**Exercise details**
Leave every picture out and give back the lines below from the first through the line that holds "x=261, y=130", exactly as written.

Image-grounded pointing data:
----
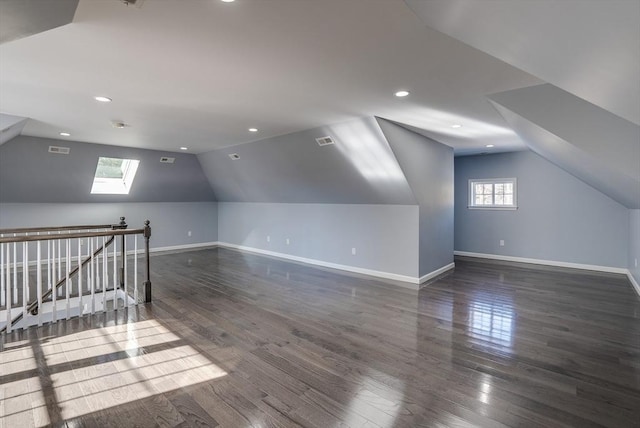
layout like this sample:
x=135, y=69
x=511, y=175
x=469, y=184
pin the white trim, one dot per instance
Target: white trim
x=180, y=247
x=633, y=282
x=436, y=272
x=608, y=269
x=471, y=198
x=411, y=281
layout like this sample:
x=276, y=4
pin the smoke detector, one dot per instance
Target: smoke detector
x=59, y=150
x=325, y=141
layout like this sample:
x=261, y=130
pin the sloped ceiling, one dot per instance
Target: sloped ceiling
x=10, y=127
x=598, y=147
x=588, y=48
x=359, y=168
x=29, y=173
x=23, y=18
x=200, y=73
x=586, y=120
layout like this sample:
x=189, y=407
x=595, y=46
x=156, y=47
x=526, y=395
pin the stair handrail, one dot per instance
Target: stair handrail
x=120, y=229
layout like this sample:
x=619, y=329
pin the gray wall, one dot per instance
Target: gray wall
x=428, y=166
x=385, y=236
x=593, y=144
x=634, y=244
x=559, y=218
x=170, y=222
x=359, y=169
x=29, y=173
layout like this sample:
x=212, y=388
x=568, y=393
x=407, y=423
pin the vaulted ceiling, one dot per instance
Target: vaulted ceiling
x=199, y=74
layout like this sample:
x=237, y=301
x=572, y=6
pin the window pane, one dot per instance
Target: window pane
x=110, y=168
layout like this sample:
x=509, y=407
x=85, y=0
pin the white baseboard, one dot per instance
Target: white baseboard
x=633, y=282
x=608, y=269
x=183, y=247
x=436, y=272
x=405, y=281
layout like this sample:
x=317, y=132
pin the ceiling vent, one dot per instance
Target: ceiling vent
x=59, y=150
x=325, y=141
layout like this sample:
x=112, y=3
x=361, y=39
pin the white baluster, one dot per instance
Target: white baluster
x=135, y=269
x=15, y=272
x=80, y=293
x=2, y=290
x=125, y=279
x=39, y=282
x=9, y=312
x=25, y=283
x=68, y=285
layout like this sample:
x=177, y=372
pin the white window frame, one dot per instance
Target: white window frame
x=116, y=186
x=494, y=181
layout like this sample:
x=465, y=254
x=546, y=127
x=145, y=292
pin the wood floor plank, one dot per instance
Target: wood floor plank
x=237, y=340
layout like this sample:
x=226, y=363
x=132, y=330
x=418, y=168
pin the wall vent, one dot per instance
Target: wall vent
x=325, y=141
x=135, y=3
x=59, y=150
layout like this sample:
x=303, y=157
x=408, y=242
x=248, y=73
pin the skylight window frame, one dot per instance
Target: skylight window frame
x=473, y=205
x=115, y=186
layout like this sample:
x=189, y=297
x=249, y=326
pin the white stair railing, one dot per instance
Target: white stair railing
x=52, y=273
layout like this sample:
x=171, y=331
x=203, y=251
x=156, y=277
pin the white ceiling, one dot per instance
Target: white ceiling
x=200, y=73
x=590, y=48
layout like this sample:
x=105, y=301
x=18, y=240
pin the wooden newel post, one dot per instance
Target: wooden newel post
x=147, y=283
x=122, y=225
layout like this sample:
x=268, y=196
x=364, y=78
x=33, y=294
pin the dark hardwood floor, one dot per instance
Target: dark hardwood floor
x=240, y=340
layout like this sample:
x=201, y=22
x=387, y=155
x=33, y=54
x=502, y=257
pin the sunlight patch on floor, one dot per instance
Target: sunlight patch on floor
x=86, y=372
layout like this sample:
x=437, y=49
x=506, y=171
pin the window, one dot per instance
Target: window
x=496, y=193
x=114, y=176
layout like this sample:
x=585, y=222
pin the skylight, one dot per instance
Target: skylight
x=114, y=176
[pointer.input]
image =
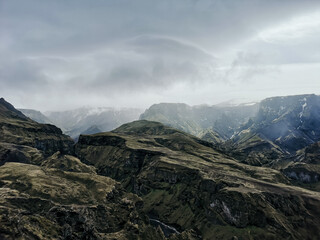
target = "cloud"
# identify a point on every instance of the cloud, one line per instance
(91, 51)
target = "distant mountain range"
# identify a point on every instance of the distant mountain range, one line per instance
(147, 180)
(201, 120)
(85, 120)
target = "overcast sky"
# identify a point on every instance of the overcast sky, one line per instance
(58, 55)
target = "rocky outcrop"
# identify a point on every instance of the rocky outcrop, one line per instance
(188, 185)
(17, 129)
(287, 124)
(43, 203)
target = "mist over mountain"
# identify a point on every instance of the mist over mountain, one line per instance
(92, 120)
(199, 120)
(163, 183)
(160, 120)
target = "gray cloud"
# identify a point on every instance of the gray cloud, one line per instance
(99, 50)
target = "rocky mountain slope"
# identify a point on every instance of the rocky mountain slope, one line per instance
(145, 180)
(15, 128)
(223, 121)
(186, 184)
(92, 120)
(56, 196)
(282, 126)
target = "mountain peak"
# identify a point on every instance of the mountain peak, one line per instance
(145, 127)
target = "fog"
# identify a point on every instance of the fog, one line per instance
(59, 55)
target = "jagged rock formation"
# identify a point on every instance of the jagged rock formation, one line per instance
(44, 196)
(304, 167)
(282, 126)
(47, 203)
(186, 184)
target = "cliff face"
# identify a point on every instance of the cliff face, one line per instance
(47, 194)
(47, 203)
(17, 129)
(185, 183)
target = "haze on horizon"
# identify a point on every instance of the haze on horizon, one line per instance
(58, 55)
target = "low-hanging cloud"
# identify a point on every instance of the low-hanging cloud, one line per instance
(99, 50)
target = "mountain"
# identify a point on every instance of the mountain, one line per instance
(304, 167)
(198, 120)
(48, 194)
(82, 120)
(36, 115)
(187, 185)
(282, 126)
(16, 128)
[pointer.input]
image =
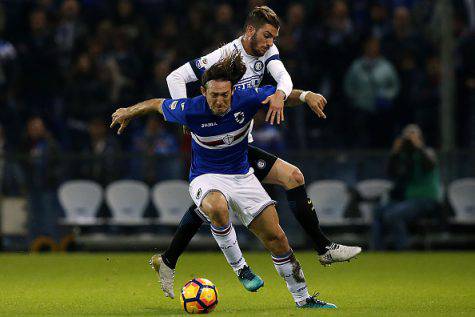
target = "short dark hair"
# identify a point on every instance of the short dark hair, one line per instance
(229, 68)
(262, 15)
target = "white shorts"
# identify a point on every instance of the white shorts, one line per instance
(245, 195)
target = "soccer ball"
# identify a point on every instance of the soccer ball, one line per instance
(199, 296)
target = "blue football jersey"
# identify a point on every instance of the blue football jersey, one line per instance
(219, 143)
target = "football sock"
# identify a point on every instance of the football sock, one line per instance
(226, 238)
(304, 212)
(289, 268)
(189, 225)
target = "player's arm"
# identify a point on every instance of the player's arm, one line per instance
(277, 70)
(315, 101)
(123, 116)
(190, 72)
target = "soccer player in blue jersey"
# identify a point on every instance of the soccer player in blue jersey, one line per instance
(260, 55)
(220, 175)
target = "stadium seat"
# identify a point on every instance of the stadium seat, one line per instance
(127, 200)
(461, 196)
(80, 200)
(371, 191)
(171, 198)
(331, 198)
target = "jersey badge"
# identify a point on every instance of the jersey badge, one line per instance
(239, 116)
(258, 66)
(228, 139)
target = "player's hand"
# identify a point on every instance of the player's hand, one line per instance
(276, 107)
(317, 103)
(121, 116)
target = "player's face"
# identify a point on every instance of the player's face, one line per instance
(262, 39)
(218, 94)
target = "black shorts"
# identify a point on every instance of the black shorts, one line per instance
(261, 161)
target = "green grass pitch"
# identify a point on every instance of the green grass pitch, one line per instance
(118, 284)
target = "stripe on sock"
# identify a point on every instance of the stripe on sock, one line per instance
(282, 259)
(221, 231)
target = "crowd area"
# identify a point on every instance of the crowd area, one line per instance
(68, 64)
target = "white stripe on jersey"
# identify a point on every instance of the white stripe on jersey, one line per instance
(226, 139)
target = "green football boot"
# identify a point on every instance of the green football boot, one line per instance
(249, 280)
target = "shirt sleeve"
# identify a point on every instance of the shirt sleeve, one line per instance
(263, 92)
(277, 70)
(200, 65)
(178, 79)
(176, 110)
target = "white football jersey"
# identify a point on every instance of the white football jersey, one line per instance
(255, 66)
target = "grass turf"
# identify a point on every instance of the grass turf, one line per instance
(118, 284)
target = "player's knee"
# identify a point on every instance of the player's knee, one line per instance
(296, 178)
(216, 207)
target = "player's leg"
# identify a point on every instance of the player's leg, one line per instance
(215, 206)
(165, 263)
(271, 170)
(266, 227)
(186, 230)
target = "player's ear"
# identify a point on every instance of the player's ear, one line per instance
(250, 30)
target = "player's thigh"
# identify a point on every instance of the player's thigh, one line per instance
(248, 198)
(210, 193)
(261, 161)
(284, 174)
(266, 226)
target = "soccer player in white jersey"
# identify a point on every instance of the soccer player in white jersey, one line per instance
(220, 175)
(259, 54)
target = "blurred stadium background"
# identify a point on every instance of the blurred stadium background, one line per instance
(65, 66)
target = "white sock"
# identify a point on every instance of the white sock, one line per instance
(226, 238)
(289, 268)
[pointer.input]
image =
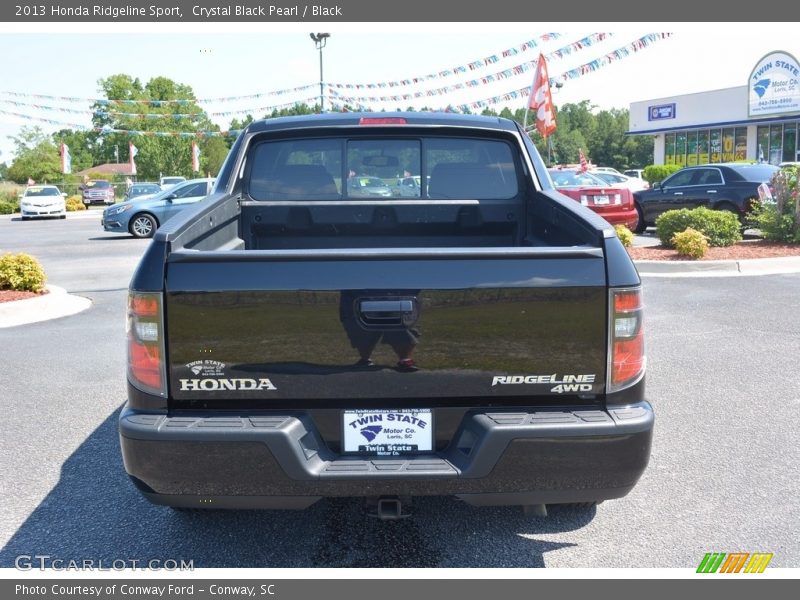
----
**Task response**
layout like this sample:
x=135, y=69
x=511, y=175
x=469, y=184
pin the white trim, one dot per instance
Target: white trim
x=180, y=247
x=633, y=282
x=436, y=272
x=608, y=269
x=471, y=198
x=411, y=281
layout like this sample:
x=276, y=4
pin the smoke detector, one dot per instance
Target: smoke detector
x=59, y=150
x=325, y=141
layout like this sample:
x=261, y=130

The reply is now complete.